_Prompt_
Which lines of the records contain "wall"? Collect every one of them.

Start of Dataset content

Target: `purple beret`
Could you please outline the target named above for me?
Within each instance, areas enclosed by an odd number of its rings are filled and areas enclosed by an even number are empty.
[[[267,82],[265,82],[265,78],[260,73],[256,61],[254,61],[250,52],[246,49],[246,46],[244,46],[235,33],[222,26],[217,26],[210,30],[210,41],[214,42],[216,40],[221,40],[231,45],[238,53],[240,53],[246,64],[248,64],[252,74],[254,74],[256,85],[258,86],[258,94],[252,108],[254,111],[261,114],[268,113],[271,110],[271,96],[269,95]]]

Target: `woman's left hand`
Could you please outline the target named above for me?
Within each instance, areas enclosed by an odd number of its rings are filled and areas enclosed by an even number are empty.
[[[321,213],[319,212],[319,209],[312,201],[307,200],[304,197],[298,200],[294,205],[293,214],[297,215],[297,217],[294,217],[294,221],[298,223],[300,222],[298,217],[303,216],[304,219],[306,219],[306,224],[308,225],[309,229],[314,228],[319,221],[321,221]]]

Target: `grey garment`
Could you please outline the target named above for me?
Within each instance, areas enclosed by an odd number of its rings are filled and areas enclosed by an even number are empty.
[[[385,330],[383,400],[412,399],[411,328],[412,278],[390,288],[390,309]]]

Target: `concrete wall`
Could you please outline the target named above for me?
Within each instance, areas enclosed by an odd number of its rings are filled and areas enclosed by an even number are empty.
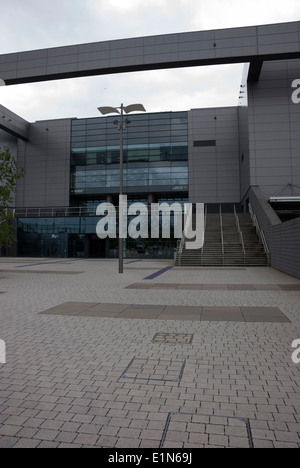
[[[250,155],[249,155],[249,119],[248,107],[239,107],[239,159],[241,200],[250,188]]]
[[[0,105],[0,130],[4,130],[10,135],[27,140],[29,126],[30,124],[27,120],[22,119],[19,115]]]
[[[300,60],[265,62],[260,80],[249,83],[250,184],[266,198],[287,184],[300,185],[300,104],[292,83]]]
[[[300,278],[300,218],[272,229],[272,266]]]
[[[239,203],[236,107],[189,112],[189,185],[192,203]]]
[[[18,140],[16,137],[10,135],[3,130],[0,130],[0,148],[4,148],[7,146],[10,149],[10,152],[17,158],[17,150],[18,150]]]
[[[300,279],[300,218],[282,223],[258,187],[249,198],[271,252],[271,266]]]
[[[69,205],[71,120],[30,125],[29,142],[18,142],[18,163],[26,175],[17,187],[16,207]]]

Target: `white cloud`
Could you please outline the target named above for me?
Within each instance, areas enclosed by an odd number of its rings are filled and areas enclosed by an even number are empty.
[[[176,0],[175,0],[176,2]],[[153,8],[165,10],[168,6],[168,0],[91,0],[90,4],[93,4],[95,8],[99,8],[100,11],[108,11],[113,14],[127,14],[134,13],[139,14],[141,11],[152,10]]]
[[[299,19],[299,0],[10,0],[1,5],[0,53]],[[228,106],[241,76],[232,65],[0,87],[0,103],[30,121],[91,117],[121,102],[151,112]]]

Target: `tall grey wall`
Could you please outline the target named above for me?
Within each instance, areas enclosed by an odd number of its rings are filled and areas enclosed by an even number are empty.
[[[300,185],[300,104],[292,83],[300,60],[265,62],[260,80],[249,83],[250,184],[266,198],[285,185]]]
[[[69,205],[70,139],[70,119],[30,125],[29,141],[18,142],[18,163],[26,175],[17,187],[17,207]]]
[[[0,104],[0,130],[22,140],[28,139],[30,123]]]
[[[192,203],[239,203],[238,109],[189,112],[189,185]]]
[[[271,262],[300,279],[300,218],[273,226]]]
[[[248,107],[239,107],[239,144],[240,144],[240,181],[241,200],[250,187],[250,158],[249,158],[249,119]]]
[[[258,187],[249,198],[271,252],[271,266],[300,279],[300,218],[282,223]]]
[[[17,138],[14,137],[13,135],[10,135],[9,133],[5,132],[4,130],[0,130],[0,148],[4,148],[7,146],[11,153],[14,155],[15,158],[18,157],[17,154],[17,148],[18,148],[18,143],[17,143]]]

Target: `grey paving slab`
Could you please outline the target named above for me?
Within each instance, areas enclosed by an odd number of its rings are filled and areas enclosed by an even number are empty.
[[[167,306],[163,313],[164,314],[171,314],[171,315],[201,315],[202,307],[201,306]]]
[[[283,291],[300,291],[300,284],[279,284]]]
[[[80,312],[77,314],[77,317],[95,317],[95,318],[115,318],[120,314],[120,312],[113,312],[113,311],[102,311],[102,310],[97,310],[94,307],[88,310],[84,310],[83,312]],[[62,314],[66,315],[66,314]],[[74,315],[73,315],[74,316]]]
[[[159,320],[178,320],[178,321],[183,320],[183,321],[188,321],[188,322],[193,322],[193,321],[200,322],[201,315],[200,314],[199,315],[196,315],[196,314],[178,315],[178,314],[172,314],[172,313],[169,313],[169,314],[162,313],[159,316]]]
[[[290,322],[278,307],[241,307],[246,322]]]
[[[241,309],[239,307],[204,307],[202,312],[203,321],[214,322],[244,322]]]
[[[217,270],[220,271],[220,270]],[[298,284],[209,284],[209,283],[134,283],[126,289],[157,289],[187,291],[300,291]]]
[[[77,315],[87,309],[97,306],[97,303],[92,302],[65,302],[58,306],[47,309],[41,312],[42,314],[50,315]]]
[[[121,318],[142,320],[202,320],[219,322],[274,322],[290,320],[276,307],[162,306],[151,304],[95,304],[67,302],[41,312],[68,317]]]
[[[130,305],[129,304],[104,304],[104,303],[98,303],[96,305],[92,305],[89,307],[89,312],[114,312],[114,313],[120,313],[126,310]]]

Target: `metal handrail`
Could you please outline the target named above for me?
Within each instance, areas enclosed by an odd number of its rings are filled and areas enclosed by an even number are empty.
[[[271,256],[271,252],[270,252],[270,249],[269,249],[269,246],[268,246],[268,243],[267,243],[267,240],[266,240],[266,237],[265,237],[265,233],[264,231],[260,228],[260,225],[259,225],[259,221],[258,221],[258,218],[256,216],[256,214],[254,213],[253,211],[253,208],[252,208],[252,205],[251,203],[249,203],[249,213],[250,213],[250,216],[251,216],[251,219],[252,219],[252,222],[253,222],[253,226],[256,228],[256,232],[259,236],[259,239],[264,247],[264,250],[265,250],[265,253],[267,255],[267,258],[268,258],[268,266],[270,266],[270,256]]]
[[[3,208],[2,213],[5,213],[5,216],[7,217],[8,211],[11,211],[12,218],[14,218],[14,217],[15,217],[15,211],[16,211],[16,210],[15,210],[14,208],[7,208],[7,207],[6,207],[6,208]],[[0,221],[0,224],[6,223],[6,221],[7,221],[7,220],[4,219],[3,221]]]
[[[204,208],[204,232],[206,232],[206,224],[207,224],[207,205]],[[204,244],[201,249],[201,266],[203,266],[203,254],[204,254]]]
[[[72,206],[59,207],[33,207],[12,208],[17,218],[57,218],[57,217],[88,217],[96,216],[95,208],[83,208]]]
[[[238,229],[238,232],[239,232],[239,235],[240,235],[240,239],[241,239],[241,244],[242,244],[242,249],[243,249],[243,254],[244,254],[244,266],[245,266],[246,265],[246,249],[245,249],[244,236],[243,236],[243,233],[241,231],[240,221],[239,221],[239,217],[238,217],[237,212],[236,212],[235,205],[233,205],[233,209],[234,209],[234,215],[235,215],[235,220],[236,220],[236,226],[237,226],[237,229]]]
[[[220,228],[221,228],[221,242],[222,242],[222,258],[223,258],[223,266],[224,266],[224,264],[225,264],[225,246],[224,246],[222,205],[220,205]]]
[[[185,234],[184,232],[182,233],[182,238],[180,241],[179,249],[178,249],[178,265],[181,266],[181,256],[184,248],[184,243],[185,243]]]
[[[193,222],[193,211],[190,210],[188,212],[188,216],[187,218],[185,219],[185,222],[184,222],[184,227],[186,226],[189,226],[190,223]],[[182,256],[182,252],[183,252],[183,249],[184,249],[184,244],[185,244],[185,241],[186,241],[186,235],[185,235],[185,231],[183,230],[182,232],[182,238],[181,238],[181,242],[180,242],[180,246],[179,246],[179,256],[178,256],[178,263],[179,263],[179,266],[181,266],[181,256]]]

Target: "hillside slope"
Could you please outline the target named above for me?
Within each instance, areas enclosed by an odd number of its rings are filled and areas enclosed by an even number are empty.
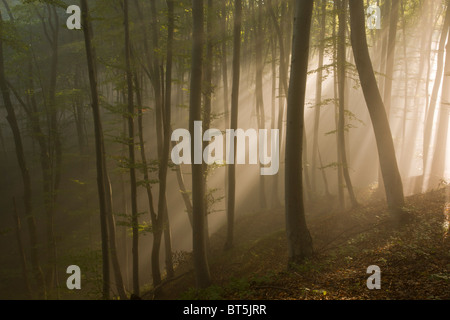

End of Dataset content

_Result_
Target: `concrete wall`
Target: `tall grey wall`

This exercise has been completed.